Reproduce all the entries exactly.

Extracted material:
::::::

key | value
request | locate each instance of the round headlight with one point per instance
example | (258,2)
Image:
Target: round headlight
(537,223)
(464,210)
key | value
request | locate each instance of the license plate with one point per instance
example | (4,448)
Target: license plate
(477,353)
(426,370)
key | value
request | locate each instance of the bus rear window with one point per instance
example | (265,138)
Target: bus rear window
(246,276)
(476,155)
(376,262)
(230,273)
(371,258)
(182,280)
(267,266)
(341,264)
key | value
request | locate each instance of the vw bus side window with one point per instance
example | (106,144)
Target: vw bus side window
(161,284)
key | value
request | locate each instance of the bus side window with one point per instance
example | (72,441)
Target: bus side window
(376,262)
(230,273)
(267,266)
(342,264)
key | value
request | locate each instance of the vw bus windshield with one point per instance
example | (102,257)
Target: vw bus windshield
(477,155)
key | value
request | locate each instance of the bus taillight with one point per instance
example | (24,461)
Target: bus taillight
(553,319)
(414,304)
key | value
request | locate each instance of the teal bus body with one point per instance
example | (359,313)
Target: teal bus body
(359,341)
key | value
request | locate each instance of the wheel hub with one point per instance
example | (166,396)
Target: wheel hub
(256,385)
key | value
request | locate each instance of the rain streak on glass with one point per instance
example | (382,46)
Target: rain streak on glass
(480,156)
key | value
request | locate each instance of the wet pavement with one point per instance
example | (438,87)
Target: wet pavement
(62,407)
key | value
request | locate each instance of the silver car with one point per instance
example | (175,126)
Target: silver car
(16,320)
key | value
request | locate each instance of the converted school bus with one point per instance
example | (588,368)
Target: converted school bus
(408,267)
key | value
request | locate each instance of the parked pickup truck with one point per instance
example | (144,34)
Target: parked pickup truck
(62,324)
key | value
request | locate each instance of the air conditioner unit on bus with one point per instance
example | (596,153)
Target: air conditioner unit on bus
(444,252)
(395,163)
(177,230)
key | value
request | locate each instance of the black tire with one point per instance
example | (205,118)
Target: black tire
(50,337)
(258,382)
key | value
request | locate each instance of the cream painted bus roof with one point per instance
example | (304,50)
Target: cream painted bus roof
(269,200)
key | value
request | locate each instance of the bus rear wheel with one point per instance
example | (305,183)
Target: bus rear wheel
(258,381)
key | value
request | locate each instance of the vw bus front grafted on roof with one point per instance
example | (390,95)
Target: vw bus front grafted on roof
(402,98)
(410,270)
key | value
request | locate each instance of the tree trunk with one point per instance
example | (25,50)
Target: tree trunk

::::::

Response below:
key | value
request | locate each instance of the round headlight with one point per instance
example | (258,2)
Image:
Target: round headlight
(537,223)
(464,210)
key | value
request | locate each instance of the license plate with one point per instance
example | (4,448)
Target: license plate
(477,353)
(426,370)
key | value
request | locate each instance of the bus rear window with one point per instance
example | (265,138)
Target: bus rear window
(246,276)
(476,155)
(376,262)
(230,273)
(371,258)
(182,280)
(267,266)
(341,264)
key | value
request | locate each instance of the vw bus side window with one point per instance
example | (106,144)
Target: vw bus side window
(161,284)
key | value
request | locate each instance of the bus side window with one point per instance
example | (72,441)
Target: bus side window
(376,262)
(230,273)
(267,266)
(342,264)
key | value
request | locate each instance of the vw bus windshield with one point per instance
example | (102,257)
Target: vw bus windshield
(477,155)
key | value
request | locate each instance of the bus taillight with one point per instance
example | (24,461)
Target: bus taillight
(553,319)
(414,304)
key | value
request | locate each instance of the teal bus body with one point per instance
example | (359,313)
Target: teal bus body
(359,341)
key | value
request | locate each instance of the wheel hub with one point per instance
example | (166,396)
Target: wheel hub
(256,385)
key | value
request | locate each instance of the rain streak on glass with one point per instance
example | (382,46)
Target: rain streak on glass
(480,156)
key | value
request | locate each instance of the wet pavement with one point per instance
example | (438,87)
Target: wet pavement
(62,407)
key | value
request | locate each instance of the silver car with one point per instance
example | (175,126)
Target: silver car
(16,320)
key | value
request | locate each instance of the converted school bus with one point per instance
example | (588,368)
Target: converted school bus
(408,267)
key | value
request | locate each instance of the parked pickup truck with one point per instance
example | (144,34)
Target: parked pickup truck
(62,324)
key | value
request | locate each instance of the air conditioner unit on bus with one point per instance
example | (596,153)
Target: air conditioner unit on bus
(444,252)
(395,163)
(177,230)
key | value
request | locate each instance of the black tire with one point per instance
example | (205,118)
Target: black tire
(50,337)
(258,382)
key | value
request | locate each instance of the cream painted bus roof with one point per instance
example | (304,50)
Target: cream painted bus roof
(269,200)
key | value
request | locate each instance of the bus rear wheel with one point per instance
example | (305,183)
Target: bus rear wheel
(258,381)
key | value
request | locate each instance of the vw bus front grafted on roof with one point per instance
example | (390,95)
Target: vw bus front grafted on roof
(402,98)
(410,270)
key | value
request | locate each instance of the tree trunk with one point per instance
example | (25,50)
Target: tree trunk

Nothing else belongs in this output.